▶ What you will do
Which lines in the material below contain the string "road", with case counting? Extract every one of them in full.

▶ Records shown
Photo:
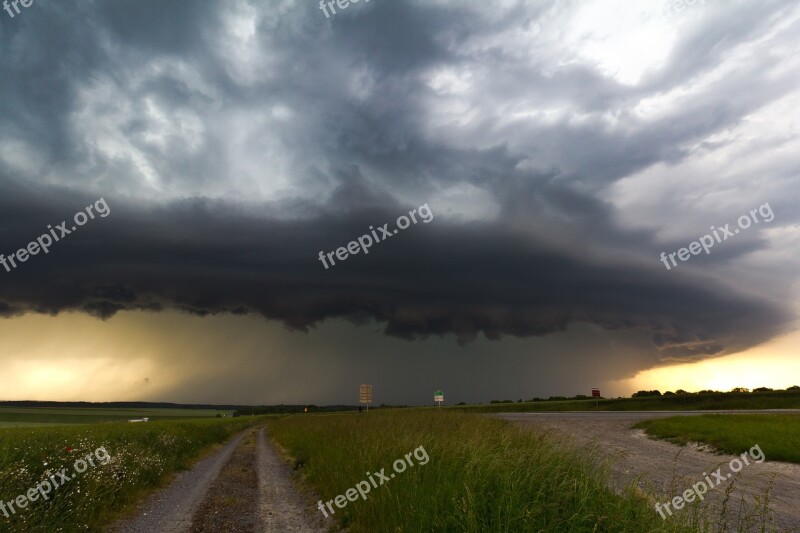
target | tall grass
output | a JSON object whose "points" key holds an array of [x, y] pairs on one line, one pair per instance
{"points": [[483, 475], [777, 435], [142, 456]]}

* * *

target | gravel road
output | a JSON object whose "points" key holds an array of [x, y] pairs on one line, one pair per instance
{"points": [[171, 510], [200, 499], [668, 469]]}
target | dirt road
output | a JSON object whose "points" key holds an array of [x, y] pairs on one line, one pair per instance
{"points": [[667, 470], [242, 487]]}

--

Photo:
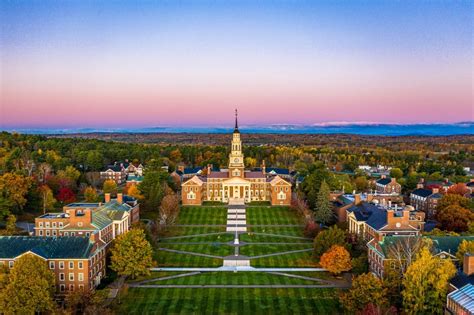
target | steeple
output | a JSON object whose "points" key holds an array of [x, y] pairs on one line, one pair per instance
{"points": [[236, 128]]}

▶ Task response
target | gravel road
target | dirt road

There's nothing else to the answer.